| Stored items |
* BEGIN *

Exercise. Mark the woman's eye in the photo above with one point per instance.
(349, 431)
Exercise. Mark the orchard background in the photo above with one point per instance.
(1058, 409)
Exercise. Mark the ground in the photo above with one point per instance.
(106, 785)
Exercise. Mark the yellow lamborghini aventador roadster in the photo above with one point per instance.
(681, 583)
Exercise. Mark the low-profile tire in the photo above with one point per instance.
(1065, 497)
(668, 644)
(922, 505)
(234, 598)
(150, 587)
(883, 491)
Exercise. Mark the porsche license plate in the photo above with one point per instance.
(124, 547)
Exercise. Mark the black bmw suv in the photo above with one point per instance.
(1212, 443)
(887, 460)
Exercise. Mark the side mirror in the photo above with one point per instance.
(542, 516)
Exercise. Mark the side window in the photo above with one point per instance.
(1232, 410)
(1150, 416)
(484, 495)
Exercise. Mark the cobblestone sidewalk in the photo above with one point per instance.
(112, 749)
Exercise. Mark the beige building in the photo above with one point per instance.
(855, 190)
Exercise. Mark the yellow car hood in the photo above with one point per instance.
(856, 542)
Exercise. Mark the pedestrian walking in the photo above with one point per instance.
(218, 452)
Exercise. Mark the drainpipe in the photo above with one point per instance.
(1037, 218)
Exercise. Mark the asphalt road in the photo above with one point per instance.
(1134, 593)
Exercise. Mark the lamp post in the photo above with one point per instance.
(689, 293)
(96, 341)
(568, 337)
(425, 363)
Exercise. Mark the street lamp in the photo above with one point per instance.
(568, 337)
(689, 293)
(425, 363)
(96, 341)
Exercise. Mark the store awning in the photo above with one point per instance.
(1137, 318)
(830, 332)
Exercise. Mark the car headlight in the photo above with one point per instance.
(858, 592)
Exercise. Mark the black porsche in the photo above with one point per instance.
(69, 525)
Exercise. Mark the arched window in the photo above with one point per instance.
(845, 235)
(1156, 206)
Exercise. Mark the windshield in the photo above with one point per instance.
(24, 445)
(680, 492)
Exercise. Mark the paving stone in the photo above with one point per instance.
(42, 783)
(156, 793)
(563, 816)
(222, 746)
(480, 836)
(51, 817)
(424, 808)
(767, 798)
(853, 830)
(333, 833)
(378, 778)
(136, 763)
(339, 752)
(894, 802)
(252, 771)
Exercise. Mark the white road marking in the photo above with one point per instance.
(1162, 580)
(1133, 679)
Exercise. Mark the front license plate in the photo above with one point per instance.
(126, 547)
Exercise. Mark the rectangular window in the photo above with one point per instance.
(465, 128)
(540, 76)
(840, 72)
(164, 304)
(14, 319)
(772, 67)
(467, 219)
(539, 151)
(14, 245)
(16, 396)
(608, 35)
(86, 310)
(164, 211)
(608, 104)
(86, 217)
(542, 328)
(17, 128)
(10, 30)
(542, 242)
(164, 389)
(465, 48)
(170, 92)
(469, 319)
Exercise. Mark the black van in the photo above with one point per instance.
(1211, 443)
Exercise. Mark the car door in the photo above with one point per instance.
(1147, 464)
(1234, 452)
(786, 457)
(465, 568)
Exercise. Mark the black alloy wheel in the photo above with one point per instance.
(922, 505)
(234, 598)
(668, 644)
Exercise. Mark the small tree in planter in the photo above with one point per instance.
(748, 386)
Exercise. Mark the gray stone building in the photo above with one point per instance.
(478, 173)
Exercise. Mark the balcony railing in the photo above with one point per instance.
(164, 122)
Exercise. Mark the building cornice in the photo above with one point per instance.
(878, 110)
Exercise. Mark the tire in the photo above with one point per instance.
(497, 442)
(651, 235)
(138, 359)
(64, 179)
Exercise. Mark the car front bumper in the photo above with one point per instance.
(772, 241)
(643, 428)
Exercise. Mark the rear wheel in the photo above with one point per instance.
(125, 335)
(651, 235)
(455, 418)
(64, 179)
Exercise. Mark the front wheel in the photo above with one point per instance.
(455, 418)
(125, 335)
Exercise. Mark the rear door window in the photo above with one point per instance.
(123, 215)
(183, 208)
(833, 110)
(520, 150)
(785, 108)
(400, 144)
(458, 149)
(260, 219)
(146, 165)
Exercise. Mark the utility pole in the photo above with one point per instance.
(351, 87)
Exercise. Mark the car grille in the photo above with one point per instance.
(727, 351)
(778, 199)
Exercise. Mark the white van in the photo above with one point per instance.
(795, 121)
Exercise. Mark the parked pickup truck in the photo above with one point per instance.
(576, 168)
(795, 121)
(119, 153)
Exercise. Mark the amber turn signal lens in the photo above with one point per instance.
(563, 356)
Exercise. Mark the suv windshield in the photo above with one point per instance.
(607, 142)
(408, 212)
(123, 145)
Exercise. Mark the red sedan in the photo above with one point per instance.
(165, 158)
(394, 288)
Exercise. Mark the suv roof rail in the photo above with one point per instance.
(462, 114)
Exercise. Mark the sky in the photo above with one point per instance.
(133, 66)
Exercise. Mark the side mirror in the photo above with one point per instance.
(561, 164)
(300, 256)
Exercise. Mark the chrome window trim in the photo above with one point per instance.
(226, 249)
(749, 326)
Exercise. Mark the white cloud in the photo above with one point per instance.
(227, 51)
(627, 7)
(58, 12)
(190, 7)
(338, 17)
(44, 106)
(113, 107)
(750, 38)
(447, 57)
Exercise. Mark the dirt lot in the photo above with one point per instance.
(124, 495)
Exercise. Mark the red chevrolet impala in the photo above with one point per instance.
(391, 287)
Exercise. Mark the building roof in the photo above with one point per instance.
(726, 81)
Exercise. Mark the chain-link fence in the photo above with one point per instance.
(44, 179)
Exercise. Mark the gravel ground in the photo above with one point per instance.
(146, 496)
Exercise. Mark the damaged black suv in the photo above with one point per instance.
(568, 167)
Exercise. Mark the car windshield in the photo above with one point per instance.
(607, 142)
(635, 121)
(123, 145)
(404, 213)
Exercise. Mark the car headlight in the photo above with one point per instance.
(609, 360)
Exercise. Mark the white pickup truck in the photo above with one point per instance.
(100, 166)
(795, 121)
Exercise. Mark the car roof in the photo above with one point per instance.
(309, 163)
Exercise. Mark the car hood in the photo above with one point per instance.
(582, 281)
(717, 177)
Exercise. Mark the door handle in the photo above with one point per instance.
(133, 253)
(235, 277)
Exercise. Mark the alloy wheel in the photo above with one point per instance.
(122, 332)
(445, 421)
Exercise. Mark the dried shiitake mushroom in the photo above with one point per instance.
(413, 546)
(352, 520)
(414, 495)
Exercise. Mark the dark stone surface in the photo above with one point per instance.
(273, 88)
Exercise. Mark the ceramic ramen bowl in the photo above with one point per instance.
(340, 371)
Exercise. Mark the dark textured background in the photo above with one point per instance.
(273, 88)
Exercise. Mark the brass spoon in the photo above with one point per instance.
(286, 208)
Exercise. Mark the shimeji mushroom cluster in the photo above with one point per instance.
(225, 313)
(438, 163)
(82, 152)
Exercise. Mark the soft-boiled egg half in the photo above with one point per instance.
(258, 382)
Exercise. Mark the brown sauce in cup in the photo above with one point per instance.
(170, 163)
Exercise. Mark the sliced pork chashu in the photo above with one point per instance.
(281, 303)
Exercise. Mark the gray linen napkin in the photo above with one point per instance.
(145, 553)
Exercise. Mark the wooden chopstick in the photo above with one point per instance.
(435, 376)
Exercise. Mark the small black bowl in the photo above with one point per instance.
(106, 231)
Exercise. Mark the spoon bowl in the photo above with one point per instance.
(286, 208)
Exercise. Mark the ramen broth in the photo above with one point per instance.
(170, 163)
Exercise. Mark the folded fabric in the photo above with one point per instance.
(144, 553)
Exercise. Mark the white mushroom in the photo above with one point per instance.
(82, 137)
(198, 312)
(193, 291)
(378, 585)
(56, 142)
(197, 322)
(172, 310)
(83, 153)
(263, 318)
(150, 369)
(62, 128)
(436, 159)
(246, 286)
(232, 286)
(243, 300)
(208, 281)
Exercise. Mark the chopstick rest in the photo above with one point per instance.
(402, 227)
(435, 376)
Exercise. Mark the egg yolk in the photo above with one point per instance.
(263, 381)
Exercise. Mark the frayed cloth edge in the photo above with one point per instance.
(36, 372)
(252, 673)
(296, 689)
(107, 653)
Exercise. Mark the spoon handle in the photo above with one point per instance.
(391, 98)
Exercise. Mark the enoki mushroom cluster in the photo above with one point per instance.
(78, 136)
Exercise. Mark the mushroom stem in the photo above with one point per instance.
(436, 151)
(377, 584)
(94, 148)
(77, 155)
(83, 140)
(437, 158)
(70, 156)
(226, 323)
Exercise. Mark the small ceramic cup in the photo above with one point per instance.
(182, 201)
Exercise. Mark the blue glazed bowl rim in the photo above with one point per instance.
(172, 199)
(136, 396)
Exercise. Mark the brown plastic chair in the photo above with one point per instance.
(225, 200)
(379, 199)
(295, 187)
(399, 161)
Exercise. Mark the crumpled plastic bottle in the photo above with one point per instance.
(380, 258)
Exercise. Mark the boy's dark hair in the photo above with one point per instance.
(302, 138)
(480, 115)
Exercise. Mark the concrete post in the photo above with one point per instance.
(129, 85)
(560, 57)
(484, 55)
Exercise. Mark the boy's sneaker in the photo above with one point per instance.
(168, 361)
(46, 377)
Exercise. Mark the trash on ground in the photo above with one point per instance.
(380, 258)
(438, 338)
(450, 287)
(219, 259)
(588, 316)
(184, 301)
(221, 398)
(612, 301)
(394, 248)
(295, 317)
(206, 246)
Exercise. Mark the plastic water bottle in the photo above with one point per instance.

* END *

| WORK REQUIRED |
Take the line that contains "Exercise. Mark the blue" and every line after it through the end of the listing above, and repeat them exactly.

| EXERCISE OUTPUT |
Exercise. Mark the blue glazed bowl rim in the photo above with one point per instance.
(172, 199)
(136, 396)
Exercise. Mark the brown plastic chair in the photo above with one point per instance.
(225, 200)
(379, 199)
(295, 187)
(399, 161)
Exercise. Mark the crumpled plastic bottle in the photo above with one point per instance.
(380, 258)
Exercise. Mark the boy's dark hair in the photo above with one point per instance.
(302, 138)
(480, 115)
Exercise. Mark the concrete post in the photo above with one point per instance.
(129, 85)
(560, 57)
(484, 55)
Exercise. Mark the boy's sneaker in the photo above with one point per instance.
(168, 361)
(46, 377)
Exercise. Mark the trash on ground in the photo above with one point per instance.
(380, 258)
(438, 338)
(450, 287)
(219, 259)
(588, 316)
(184, 301)
(221, 398)
(612, 301)
(394, 248)
(295, 317)
(206, 246)
Exercise. Mark the plastic water bottle in the photo above with one point per instance.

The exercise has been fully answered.